Requirement: Repeat word for word the part of the sumo news excerpt below that begins at the words "- 30: Fuji Television" and stops after "Fuji TV programming.".
━━━━━ Text segment
Ukrainian Shishi (13–2) takes his first career championship in professional sumo, winning the jūryō division and likely securing a return promotion to the top division.
- 27: In a unanimous decision, the Yokozuna Deliberation Council recommends Hōshōryū's promotion to yokozuna.
- 29: The Sumo Association accepts the recommendation of the Yokozuna Deliberation Council and unanimously promotes Hōshōryū to become the sport's 74th yokozuna. The date also marks the 22nd anniversary of the promotion of Hōshōryū's uncle, Asashōryū, to the same rank. In his acceptance speech, Hōshōryū said that he will "continue to work hard with a strong determination in order not to tarnish" his new rank.
The Sumo Association announces five promotions to the second-highest jūryō division. Three are promoted for the first time. One is 23-year-old Kusano, a National Student Sumo champion and subsequent makushita tsukedashi entrant into the sport. The others are 21-year-olds Wakanoshō and Ōtsuji, both of whom had placed third in the National Junior High School Sumo championships. Kazekenō returns to the second division after competing in jūryō last May, while four-time lower division champion Hitoshi returns for the first time since November 2023.
- 30: Fuji Television decides to withdraw its broadcast of the Japan Grand Sumo Tournament, a 49-year-old charity event to be held on 9 February at the Ryōgoku Kokugikan. The decision comes after the sexual misconduct scandal of television presenter and former SMAP member Masahiro Nakai, and the subsequent withdrawal of sponsors from Fuji TV programming.
━━━━━━━━━━
━━━━━ Extracted material
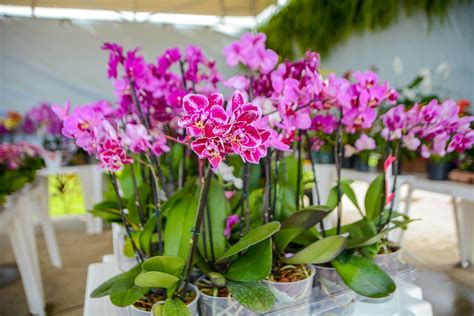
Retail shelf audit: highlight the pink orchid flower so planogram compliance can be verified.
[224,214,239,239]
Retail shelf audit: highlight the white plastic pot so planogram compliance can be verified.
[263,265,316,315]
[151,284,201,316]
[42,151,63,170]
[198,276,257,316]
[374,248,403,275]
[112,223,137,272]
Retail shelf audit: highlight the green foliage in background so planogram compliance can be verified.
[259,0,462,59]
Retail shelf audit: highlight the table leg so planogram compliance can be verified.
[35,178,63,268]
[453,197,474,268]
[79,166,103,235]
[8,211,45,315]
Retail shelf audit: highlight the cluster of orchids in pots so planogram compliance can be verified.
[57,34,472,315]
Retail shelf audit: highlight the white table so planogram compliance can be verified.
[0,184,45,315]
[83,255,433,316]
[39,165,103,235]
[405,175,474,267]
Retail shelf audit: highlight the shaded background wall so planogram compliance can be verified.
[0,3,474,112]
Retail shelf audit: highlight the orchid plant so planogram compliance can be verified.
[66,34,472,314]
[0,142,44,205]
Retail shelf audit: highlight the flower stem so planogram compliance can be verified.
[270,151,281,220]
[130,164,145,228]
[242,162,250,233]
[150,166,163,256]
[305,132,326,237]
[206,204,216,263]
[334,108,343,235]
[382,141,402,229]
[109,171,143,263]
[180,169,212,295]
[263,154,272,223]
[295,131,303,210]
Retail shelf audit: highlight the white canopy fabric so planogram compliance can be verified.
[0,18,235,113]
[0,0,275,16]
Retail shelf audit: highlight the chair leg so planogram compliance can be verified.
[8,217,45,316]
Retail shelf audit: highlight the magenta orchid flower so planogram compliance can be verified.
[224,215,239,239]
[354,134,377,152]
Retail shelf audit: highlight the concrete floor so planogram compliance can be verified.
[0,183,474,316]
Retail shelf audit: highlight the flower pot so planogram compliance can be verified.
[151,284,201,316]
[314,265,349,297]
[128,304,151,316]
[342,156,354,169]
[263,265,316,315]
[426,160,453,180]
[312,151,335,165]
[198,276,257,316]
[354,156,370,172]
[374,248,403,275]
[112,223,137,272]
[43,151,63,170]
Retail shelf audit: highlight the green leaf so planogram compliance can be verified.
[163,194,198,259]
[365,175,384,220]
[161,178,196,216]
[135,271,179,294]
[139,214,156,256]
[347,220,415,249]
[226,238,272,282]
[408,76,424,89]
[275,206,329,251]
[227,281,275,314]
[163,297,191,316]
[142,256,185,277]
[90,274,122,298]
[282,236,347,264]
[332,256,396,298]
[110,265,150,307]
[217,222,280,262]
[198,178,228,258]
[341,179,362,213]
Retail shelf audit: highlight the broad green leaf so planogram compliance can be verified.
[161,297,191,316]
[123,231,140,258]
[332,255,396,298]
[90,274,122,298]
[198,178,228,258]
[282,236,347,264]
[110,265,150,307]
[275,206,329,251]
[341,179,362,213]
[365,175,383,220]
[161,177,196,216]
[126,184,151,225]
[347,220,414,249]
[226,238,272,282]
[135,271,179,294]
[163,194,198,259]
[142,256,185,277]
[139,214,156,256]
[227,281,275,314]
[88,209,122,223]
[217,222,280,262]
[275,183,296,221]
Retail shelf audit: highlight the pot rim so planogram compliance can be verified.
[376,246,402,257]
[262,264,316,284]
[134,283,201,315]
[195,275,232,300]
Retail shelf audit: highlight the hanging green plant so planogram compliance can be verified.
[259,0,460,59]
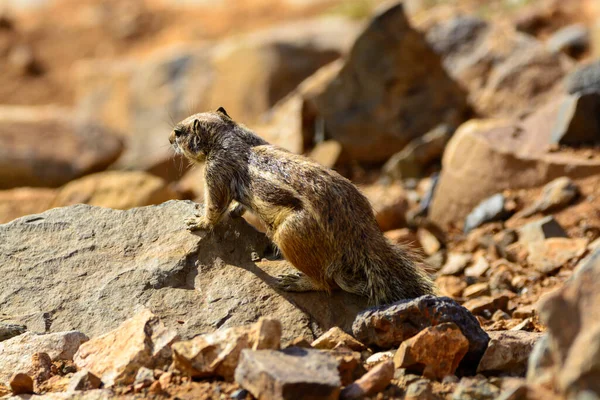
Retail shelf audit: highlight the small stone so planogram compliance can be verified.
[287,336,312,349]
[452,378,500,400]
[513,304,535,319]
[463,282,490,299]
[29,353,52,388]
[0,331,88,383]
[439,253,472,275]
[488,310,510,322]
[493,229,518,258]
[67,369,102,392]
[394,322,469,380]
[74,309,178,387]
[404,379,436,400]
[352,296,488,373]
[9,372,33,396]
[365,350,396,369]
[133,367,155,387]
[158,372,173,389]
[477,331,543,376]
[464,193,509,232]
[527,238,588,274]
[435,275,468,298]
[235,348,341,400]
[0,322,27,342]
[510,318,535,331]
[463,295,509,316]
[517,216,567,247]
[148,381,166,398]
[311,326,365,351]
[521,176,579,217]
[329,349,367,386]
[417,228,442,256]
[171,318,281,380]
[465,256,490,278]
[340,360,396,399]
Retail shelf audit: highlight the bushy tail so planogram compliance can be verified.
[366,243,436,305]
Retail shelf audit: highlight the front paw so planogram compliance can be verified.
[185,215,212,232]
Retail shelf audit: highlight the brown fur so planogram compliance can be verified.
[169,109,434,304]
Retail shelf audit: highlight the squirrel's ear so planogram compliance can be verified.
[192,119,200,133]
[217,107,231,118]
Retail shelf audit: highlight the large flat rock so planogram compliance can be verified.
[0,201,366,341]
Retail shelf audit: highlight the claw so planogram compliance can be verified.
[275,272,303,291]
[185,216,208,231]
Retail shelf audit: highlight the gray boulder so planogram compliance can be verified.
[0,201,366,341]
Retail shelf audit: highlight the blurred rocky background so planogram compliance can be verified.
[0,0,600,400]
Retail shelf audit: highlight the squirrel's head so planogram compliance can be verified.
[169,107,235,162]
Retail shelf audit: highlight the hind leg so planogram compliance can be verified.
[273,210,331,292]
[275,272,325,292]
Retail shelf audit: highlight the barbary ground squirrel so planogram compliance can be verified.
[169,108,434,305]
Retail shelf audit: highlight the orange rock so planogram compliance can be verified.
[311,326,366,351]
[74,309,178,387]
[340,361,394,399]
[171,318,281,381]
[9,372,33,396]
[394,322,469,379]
━━━━━━━━━━
Written response:
- 30: Fuji Television decides to withdraw its broadcast of the Japan Grand Sumo Tournament, a 49-year-old charity event to be held on 9 February at the Ryōgoku Kokugikan. The decision comes after the sexual misconduct scandal of television presenter and former SMAP member Masahiro Nakai, and the subsequent withdrawal of sponsors from Fuji TV programming.